> _EXCERPTED PASSAGE_:

This sounds like such a minor, superficial thing, but it transforms the Crusader Kings experience. Taking what was previously a very “living tissue over metal endoskeleton” system and fleshing it out to this extent makes dealing with people—this game’s bread and butter—far more relatable, in the same way Civilization’s expressive characters have long helped that series’ stunted diplomacy feel so much more animated than it has any right to be.

This freshly-crowned King sucks, but as he rules he’ll gradually unlock loads of these, making your job easier. Unless he gets sick, or killed in battle, or murdered in his sleep by his wife, in which case, you get to just start over again with someone else!
This freshly-crowned King sucks, but as he rules he’ll gradually unlock loads of these, making your job easier. Unless he gets sick, or killed in battle, or murdered in his sleep by his wife, in which case, you get to just start over again with someone else!
Screenshot: Crusader Kings III

Probably my favourite part of Crusader Kings III’s more personal approach is the expansion of the series’ lifestyle focus. It’s a system where every time you get a new ruler to play as, you’re given a chance to tailor that person’s leadership style to your liking. There are five different lifestyles you can focus on—based on scheming, war, management, diplomacy or education—with the idea being that the longer you keep your ruler alive and keep playing, the more perks they’ll be able to unlock, granting you gameplay bonuses and statistical perks related to that particular field’s part of the game.

> _SUPPLIED MATERIAL_:
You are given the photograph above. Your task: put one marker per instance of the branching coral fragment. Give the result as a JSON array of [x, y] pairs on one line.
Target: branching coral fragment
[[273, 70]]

> _TASK PROMPT_: Echo the Crusader Kings III passage word for word, starting at "Screenshot: Crusader Kings" and ending at "of the game.".

> _EXERCISE RESPONSE_:
Screenshot: Crusader Kings III

Probably my favourite part of Crusader Kings III’s more personal approach is the expansion of the series’ lifestyle focus. It’s a system where every time you get a new ruler to play as, you’re given a chance to tailor that person’s leadership style to your liking. There are five different lifestyles you can focus on—based on scheming, war, management, diplomacy or education—with the idea being that the longer you keep your ruler alive and keep playing, the more perks they’ll be able to unlock, granting you gameplay bonuses and statistical perks related to that particular field’s part of the game.